*** INFORMATION PROVIDED Section Begins ***

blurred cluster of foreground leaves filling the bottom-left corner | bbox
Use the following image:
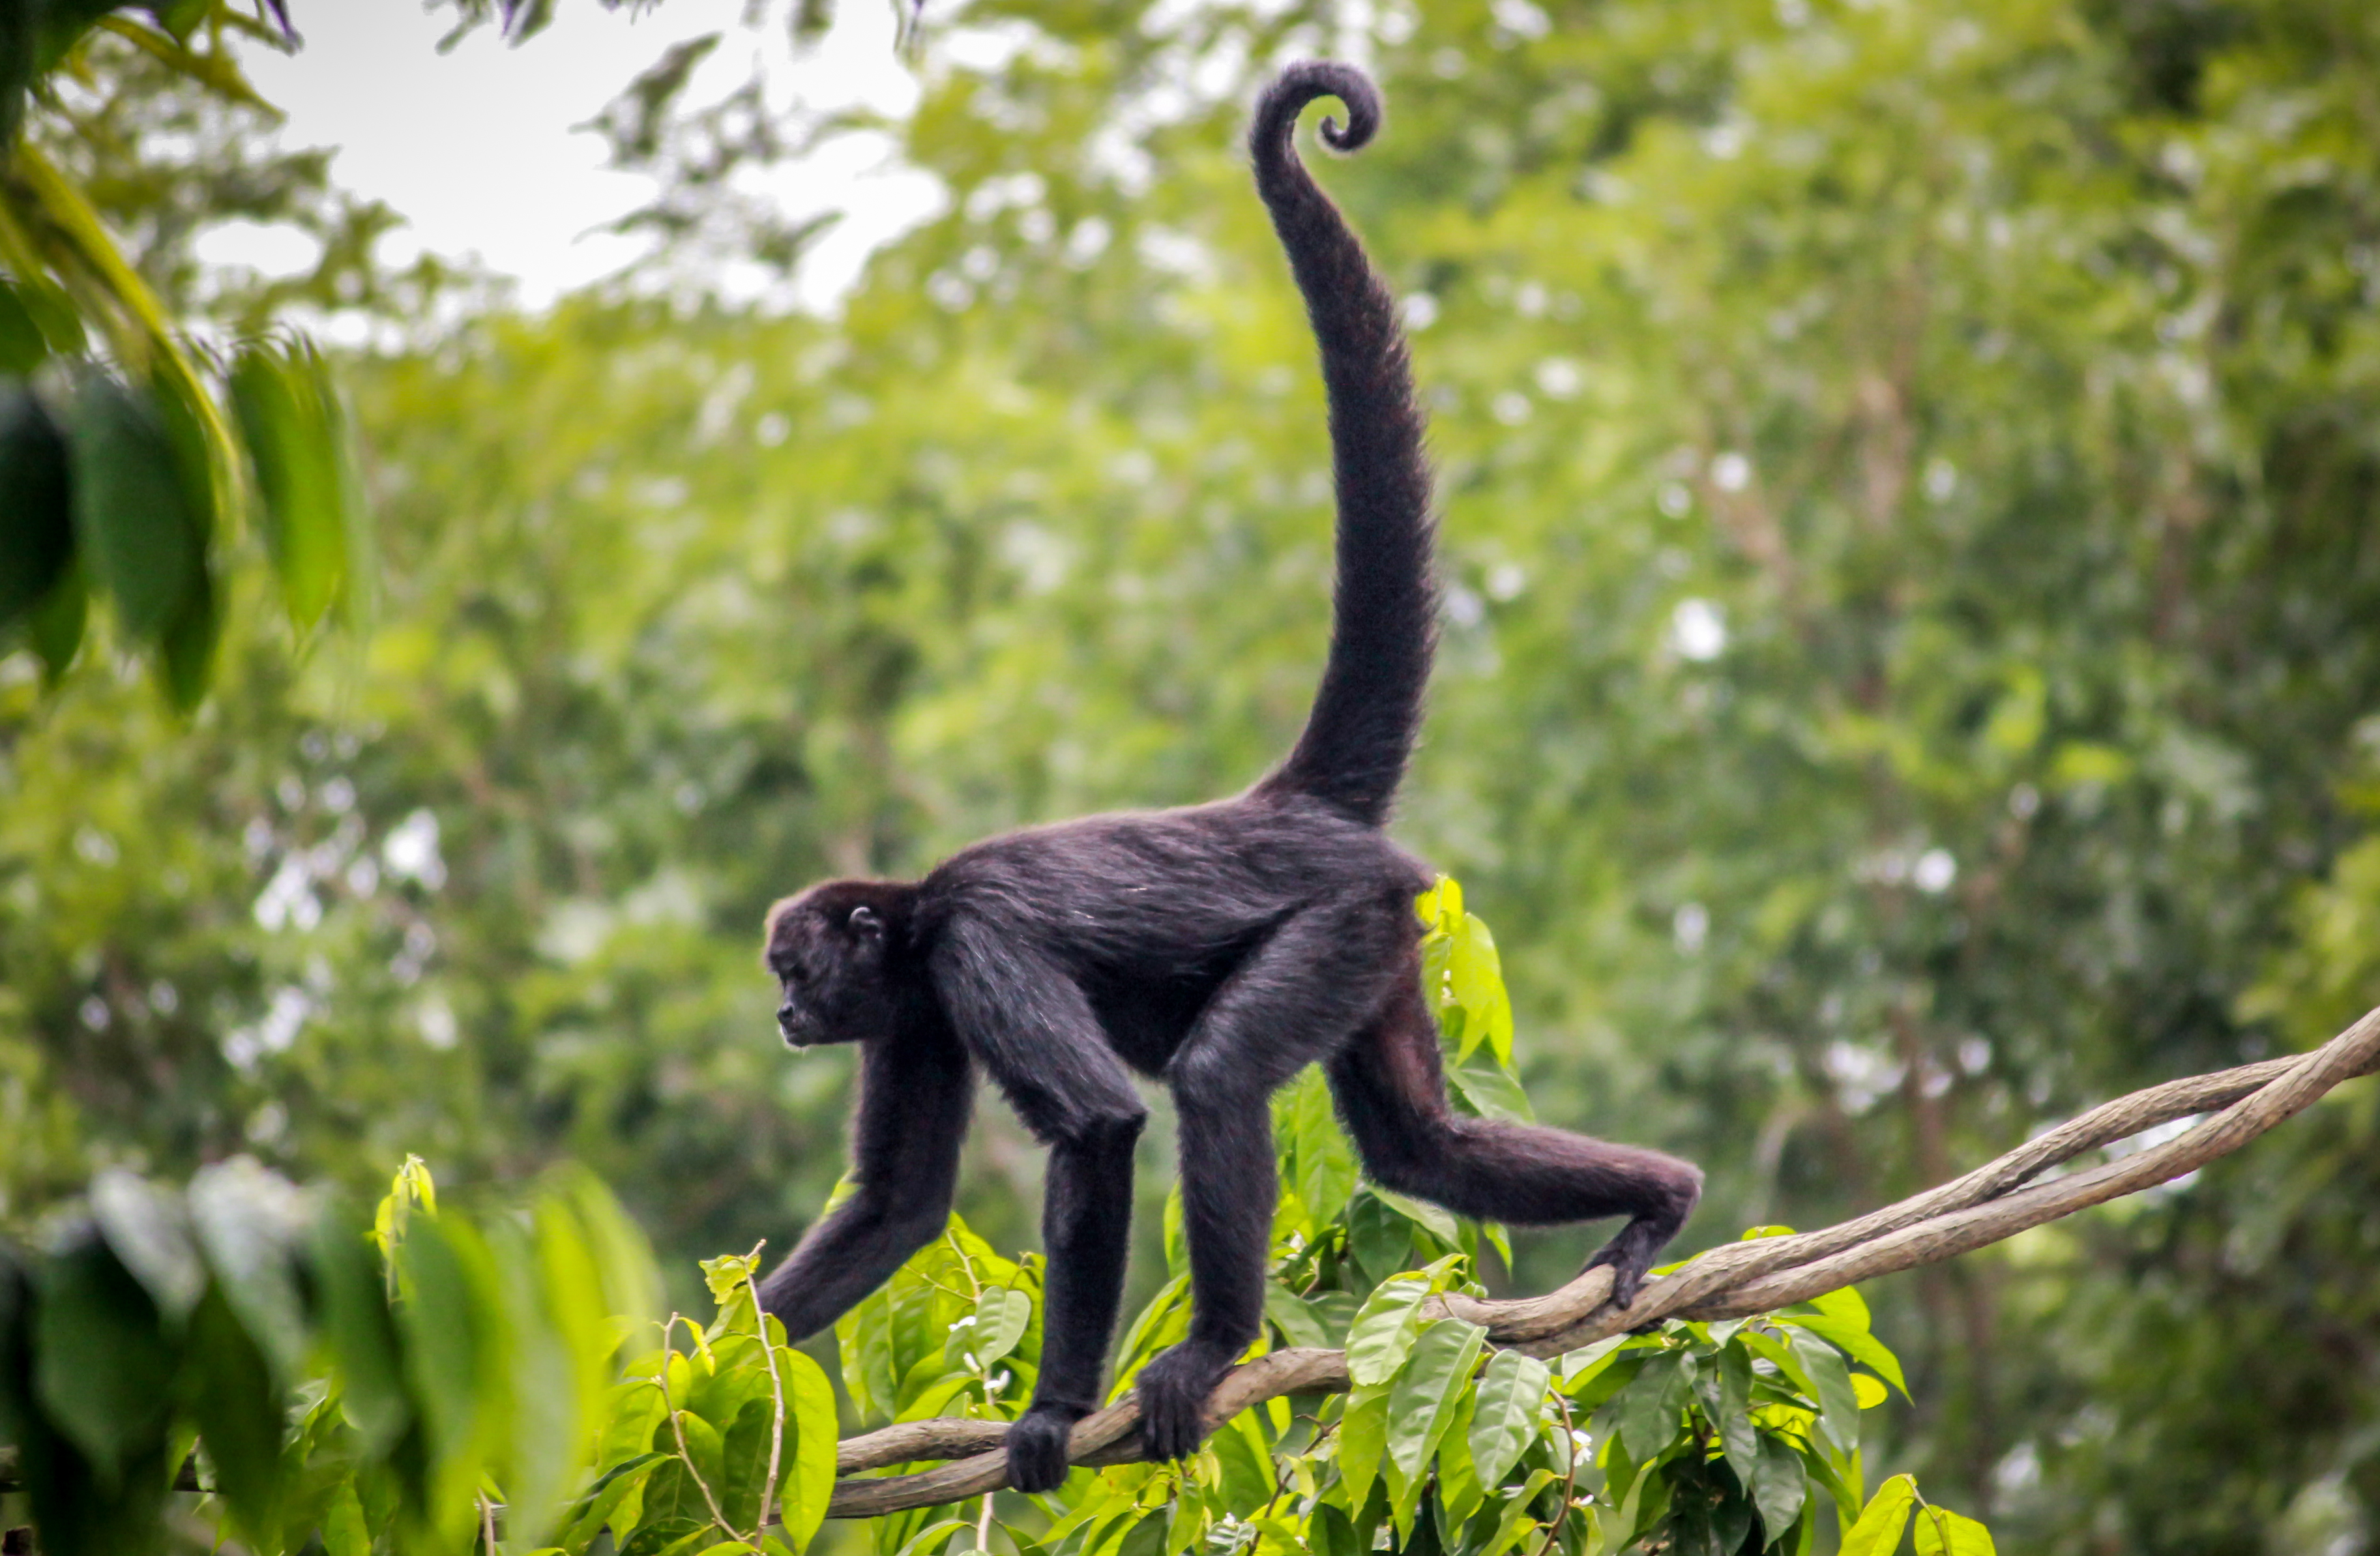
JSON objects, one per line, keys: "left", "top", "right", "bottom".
{"left": 0, "top": 1158, "right": 661, "bottom": 1556}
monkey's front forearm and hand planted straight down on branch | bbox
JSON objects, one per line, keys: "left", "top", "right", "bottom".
{"left": 1006, "top": 1116, "right": 1142, "bottom": 1491}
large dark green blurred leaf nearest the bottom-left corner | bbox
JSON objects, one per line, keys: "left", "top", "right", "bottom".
{"left": 33, "top": 1233, "right": 174, "bottom": 1490}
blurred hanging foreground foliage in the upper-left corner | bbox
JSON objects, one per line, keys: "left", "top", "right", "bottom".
{"left": 0, "top": 0, "right": 364, "bottom": 711}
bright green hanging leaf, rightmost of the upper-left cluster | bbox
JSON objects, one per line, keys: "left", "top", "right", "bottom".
{"left": 231, "top": 343, "right": 357, "bottom": 632}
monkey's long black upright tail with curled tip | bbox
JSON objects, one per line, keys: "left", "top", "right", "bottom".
{"left": 1247, "top": 62, "right": 1437, "bottom": 825}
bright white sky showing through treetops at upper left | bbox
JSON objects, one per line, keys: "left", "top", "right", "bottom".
{"left": 200, "top": 0, "right": 940, "bottom": 307}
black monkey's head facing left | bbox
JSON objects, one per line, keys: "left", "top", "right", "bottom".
{"left": 761, "top": 880, "right": 914, "bottom": 1050}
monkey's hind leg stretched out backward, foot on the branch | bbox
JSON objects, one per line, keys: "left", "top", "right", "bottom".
{"left": 1328, "top": 978, "right": 1701, "bottom": 1308}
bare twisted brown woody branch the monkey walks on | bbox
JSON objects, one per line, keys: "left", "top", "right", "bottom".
{"left": 826, "top": 1009, "right": 2380, "bottom": 1518}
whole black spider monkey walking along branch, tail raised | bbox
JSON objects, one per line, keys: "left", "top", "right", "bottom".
{"left": 761, "top": 62, "right": 1701, "bottom": 1491}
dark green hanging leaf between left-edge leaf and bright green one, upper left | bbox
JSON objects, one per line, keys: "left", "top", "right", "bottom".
{"left": 69, "top": 374, "right": 205, "bottom": 642}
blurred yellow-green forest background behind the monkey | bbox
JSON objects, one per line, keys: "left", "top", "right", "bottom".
{"left": 0, "top": 0, "right": 2380, "bottom": 1553}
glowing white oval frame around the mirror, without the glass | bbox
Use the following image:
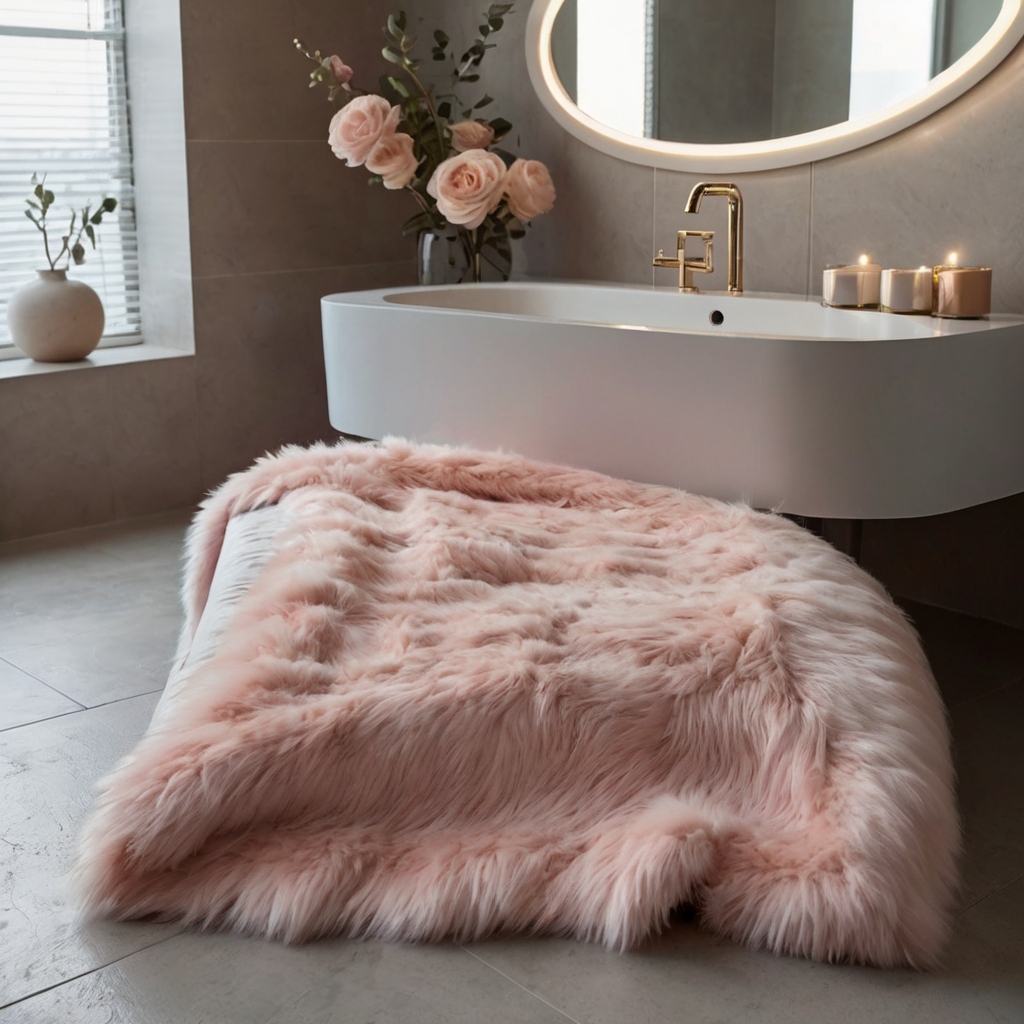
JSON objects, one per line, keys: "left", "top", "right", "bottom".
{"left": 526, "top": 0, "right": 1024, "bottom": 174}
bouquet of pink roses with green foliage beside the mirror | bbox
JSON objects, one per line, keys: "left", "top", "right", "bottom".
{"left": 295, "top": 3, "right": 555, "bottom": 281}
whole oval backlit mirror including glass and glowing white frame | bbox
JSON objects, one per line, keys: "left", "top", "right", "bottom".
{"left": 526, "top": 0, "right": 1024, "bottom": 173}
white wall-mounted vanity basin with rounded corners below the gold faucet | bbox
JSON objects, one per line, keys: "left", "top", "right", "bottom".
{"left": 322, "top": 283, "right": 1024, "bottom": 518}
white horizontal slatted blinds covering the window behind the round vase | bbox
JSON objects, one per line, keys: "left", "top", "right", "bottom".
{"left": 0, "top": 0, "right": 139, "bottom": 357}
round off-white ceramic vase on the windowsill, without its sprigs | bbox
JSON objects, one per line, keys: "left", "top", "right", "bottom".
{"left": 7, "top": 270, "right": 105, "bottom": 362}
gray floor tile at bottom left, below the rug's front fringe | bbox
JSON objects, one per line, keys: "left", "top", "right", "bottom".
{"left": 0, "top": 933, "right": 566, "bottom": 1024}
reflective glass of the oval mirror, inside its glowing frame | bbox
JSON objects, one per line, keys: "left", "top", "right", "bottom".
{"left": 552, "top": 0, "right": 1001, "bottom": 144}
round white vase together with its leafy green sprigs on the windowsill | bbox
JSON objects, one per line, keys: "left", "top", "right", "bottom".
{"left": 7, "top": 175, "right": 118, "bottom": 362}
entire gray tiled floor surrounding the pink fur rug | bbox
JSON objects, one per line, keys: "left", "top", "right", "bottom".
{"left": 0, "top": 515, "right": 1024, "bottom": 1024}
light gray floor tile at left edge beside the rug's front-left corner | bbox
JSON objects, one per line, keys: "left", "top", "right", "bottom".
{"left": 0, "top": 695, "right": 177, "bottom": 1005}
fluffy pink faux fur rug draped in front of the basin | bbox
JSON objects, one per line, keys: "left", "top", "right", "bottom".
{"left": 77, "top": 439, "right": 958, "bottom": 967}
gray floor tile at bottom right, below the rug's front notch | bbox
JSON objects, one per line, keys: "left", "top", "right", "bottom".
{"left": 469, "top": 882, "right": 1024, "bottom": 1024}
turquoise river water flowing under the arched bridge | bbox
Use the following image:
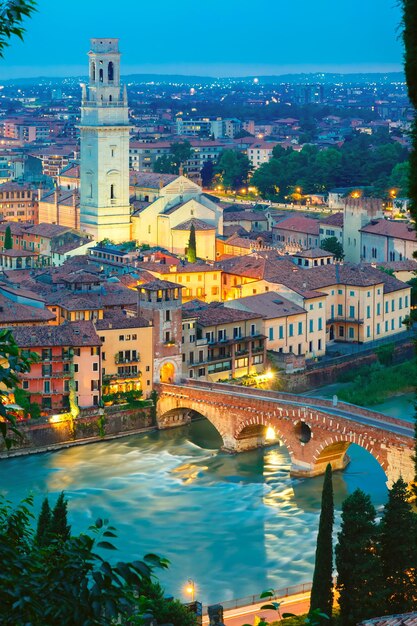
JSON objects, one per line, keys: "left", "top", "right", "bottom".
{"left": 0, "top": 394, "right": 413, "bottom": 603}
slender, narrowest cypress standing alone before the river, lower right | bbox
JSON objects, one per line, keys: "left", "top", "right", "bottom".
{"left": 310, "top": 463, "right": 334, "bottom": 623}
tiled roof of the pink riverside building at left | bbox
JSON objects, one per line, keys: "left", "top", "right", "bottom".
{"left": 10, "top": 322, "right": 101, "bottom": 349}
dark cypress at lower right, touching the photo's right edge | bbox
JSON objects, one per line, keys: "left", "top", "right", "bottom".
{"left": 380, "top": 478, "right": 417, "bottom": 615}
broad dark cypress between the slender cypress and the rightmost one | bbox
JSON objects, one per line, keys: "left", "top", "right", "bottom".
{"left": 336, "top": 489, "right": 381, "bottom": 626}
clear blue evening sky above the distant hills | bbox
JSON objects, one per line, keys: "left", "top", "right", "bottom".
{"left": 0, "top": 0, "right": 402, "bottom": 79}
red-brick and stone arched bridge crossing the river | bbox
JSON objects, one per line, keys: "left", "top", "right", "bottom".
{"left": 158, "top": 381, "right": 414, "bottom": 483}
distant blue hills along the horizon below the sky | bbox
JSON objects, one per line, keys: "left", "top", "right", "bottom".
{"left": 1, "top": 72, "right": 405, "bottom": 86}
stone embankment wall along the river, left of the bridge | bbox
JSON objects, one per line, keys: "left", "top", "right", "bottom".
{"left": 0, "top": 406, "right": 153, "bottom": 456}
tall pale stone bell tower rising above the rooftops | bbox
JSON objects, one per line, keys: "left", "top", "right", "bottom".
{"left": 79, "top": 39, "right": 131, "bottom": 243}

*** INFORMATION PROVIDED Section Ends ***

--- BRIEF ---
Give the data again word for word, without pictures.

--- EXERCISE RESPONSE ---
blurred cluster of foreground leaves filling the bottom-left corner | bbox
Use the following image:
JSON objects, one per line, keys: "left", "top", "right", "bottom".
{"left": 0, "top": 1158, "right": 661, "bottom": 1556}
monkey's front forearm and hand planted straight down on branch | bbox
JSON objects, one per line, keys: "left", "top", "right", "bottom".
{"left": 1006, "top": 1116, "right": 1142, "bottom": 1491}
large dark green blurred leaf nearest the bottom-left corner | bbox
JSON objects, one per line, keys: "left", "top", "right", "bottom".
{"left": 33, "top": 1233, "right": 174, "bottom": 1490}
blurred hanging foreground foliage in the upper-left corner | bbox
JSON objects, one per line, keys: "left", "top", "right", "bottom".
{"left": 0, "top": 0, "right": 364, "bottom": 711}
bright green hanging leaf, rightmost of the upper-left cluster | bbox
JSON objects, one per line, keys: "left", "top", "right", "bottom".
{"left": 231, "top": 343, "right": 357, "bottom": 632}
monkey's long black upright tail with curled tip | bbox
JSON objects, one per line, keys: "left", "top", "right", "bottom".
{"left": 1247, "top": 62, "right": 1437, "bottom": 825}
bright white sky showing through treetops at upper left | bbox
JSON objects, one per line, keys: "left", "top", "right", "bottom".
{"left": 200, "top": 0, "right": 940, "bottom": 307}
black monkey's head facing left | bbox
JSON objects, one per line, keys: "left", "top", "right", "bottom".
{"left": 761, "top": 880, "right": 914, "bottom": 1050}
monkey's hind leg stretched out backward, foot on the branch | bbox
JSON objects, one per line, keys: "left", "top", "right", "bottom".
{"left": 1328, "top": 978, "right": 1701, "bottom": 1308}
bare twisted brown woody branch the monkey walks on | bbox
JSON objects, one per line, keys: "left", "top", "right", "bottom".
{"left": 826, "top": 1009, "right": 2380, "bottom": 1518}
whole black spider monkey walking along branch, tail raised | bbox
JSON objects, one per line, keys: "left", "top", "right", "bottom".
{"left": 761, "top": 62, "right": 1701, "bottom": 1491}
dark green hanging leaf between left-edge leaf and bright green one, upper left | bbox
JSON objects, one per line, keys: "left", "top", "right", "bottom".
{"left": 69, "top": 374, "right": 205, "bottom": 642}
blurred yellow-green forest background behind the monkey | bbox
JSON objects, one per line, keys: "left", "top", "right", "bottom".
{"left": 0, "top": 0, "right": 2380, "bottom": 1553}
glowing white oval frame around the mirror, without the glass | bbox
Use the following image:
JSON objects, one per line, keys: "left", "top", "right", "bottom".
{"left": 526, "top": 0, "right": 1024, "bottom": 174}
bouquet of pink roses with green foliage beside the mirror | bbox
JSON objects, one per line, keys: "left", "top", "right", "bottom".
{"left": 295, "top": 3, "right": 555, "bottom": 281}
whole oval backlit mirror including glass and glowing white frame | bbox
JSON objects, one per line, keys: "left", "top", "right", "bottom".
{"left": 526, "top": 0, "right": 1024, "bottom": 173}
white wall-mounted vanity basin with rounded corners below the gold faucet | bbox
JSON objects, one per line, keys: "left", "top", "right", "bottom".
{"left": 322, "top": 283, "right": 1024, "bottom": 518}
white horizontal slatted blinds covering the window behind the round vase | bbox
JSON objects, one per line, keys: "left", "top", "right", "bottom".
{"left": 0, "top": 0, "right": 139, "bottom": 357}
round off-white ceramic vase on the windowsill, without its sprigs | bbox
JSON objects, one per line, keys: "left", "top", "right", "bottom".
{"left": 7, "top": 270, "right": 105, "bottom": 362}
gray floor tile at bottom left, below the rug's front fringe | bbox
JSON objects, one per line, keys: "left", "top", "right", "bottom".
{"left": 0, "top": 933, "right": 566, "bottom": 1024}
reflective glass of the oval mirror, inside its glowing frame | bbox
JSON objects, one per line, keys: "left", "top", "right", "bottom".
{"left": 552, "top": 0, "right": 1001, "bottom": 144}
round white vase together with its leafy green sprigs on the windowsill | bbox
JSON objects, one per line, keys: "left", "top", "right", "bottom".
{"left": 7, "top": 175, "right": 118, "bottom": 362}
entire gray tiled floor surrounding the pink fur rug | bbox
JSON objects, one per line, keys: "left", "top", "right", "bottom".
{"left": 0, "top": 515, "right": 1024, "bottom": 1024}
light gray floor tile at left edge beside the rug's front-left corner | bbox
JSON objects, one per line, keys: "left", "top", "right", "bottom".
{"left": 0, "top": 695, "right": 177, "bottom": 1005}
fluffy pink faux fur rug draped in front of the basin | bbox
JSON objects, one per line, keys: "left", "top", "right", "bottom".
{"left": 77, "top": 439, "right": 958, "bottom": 967}
gray floor tile at bottom right, below the rug's front notch | bbox
JSON objects, one per line, keys: "left", "top", "right", "bottom".
{"left": 469, "top": 882, "right": 1024, "bottom": 1024}
turquoise river water flowing under the arched bridge | bbox
Use the following image:
JSON objects, one per line, keys: "left", "top", "right", "bottom".
{"left": 0, "top": 394, "right": 413, "bottom": 603}
slender, narrowest cypress standing alone before the river, lower right | bbox
JSON objects, one per line, keys: "left", "top", "right", "bottom".
{"left": 310, "top": 463, "right": 334, "bottom": 623}
tiled roof of the pink riverside building at left | bbox
JSON objects, one per line, keys: "left", "top", "right", "bottom".
{"left": 10, "top": 322, "right": 101, "bottom": 349}
dark cypress at lower right, touching the photo's right edge | bbox
JSON objects, one per line, keys: "left", "top", "right", "bottom".
{"left": 380, "top": 478, "right": 417, "bottom": 615}
broad dark cypress between the slender cypress and the rightmost one | bbox
JSON objects, one per line, keys: "left", "top", "right", "bottom".
{"left": 336, "top": 489, "right": 381, "bottom": 626}
clear blue evening sky above the distant hills | bbox
JSON objects, one per line, keys: "left", "top", "right", "bottom".
{"left": 0, "top": 0, "right": 402, "bottom": 79}
red-brick and stone arched bridge crossing the river | bbox
JSON objects, one per line, keys: "left", "top", "right", "bottom".
{"left": 158, "top": 381, "right": 414, "bottom": 483}
distant blue hills along the horizon below the sky | bbox
JSON objects, one per line, keys: "left", "top", "right", "bottom".
{"left": 1, "top": 72, "right": 405, "bottom": 86}
stone embankment wall along the river, left of the bridge | bbox
JSON objects, one per line, keys: "left", "top", "right", "bottom".
{"left": 0, "top": 406, "right": 153, "bottom": 456}
tall pale stone bell tower rising above the rooftops | bbox
JSON objects, one per line, keys: "left", "top", "right", "bottom".
{"left": 79, "top": 39, "right": 131, "bottom": 243}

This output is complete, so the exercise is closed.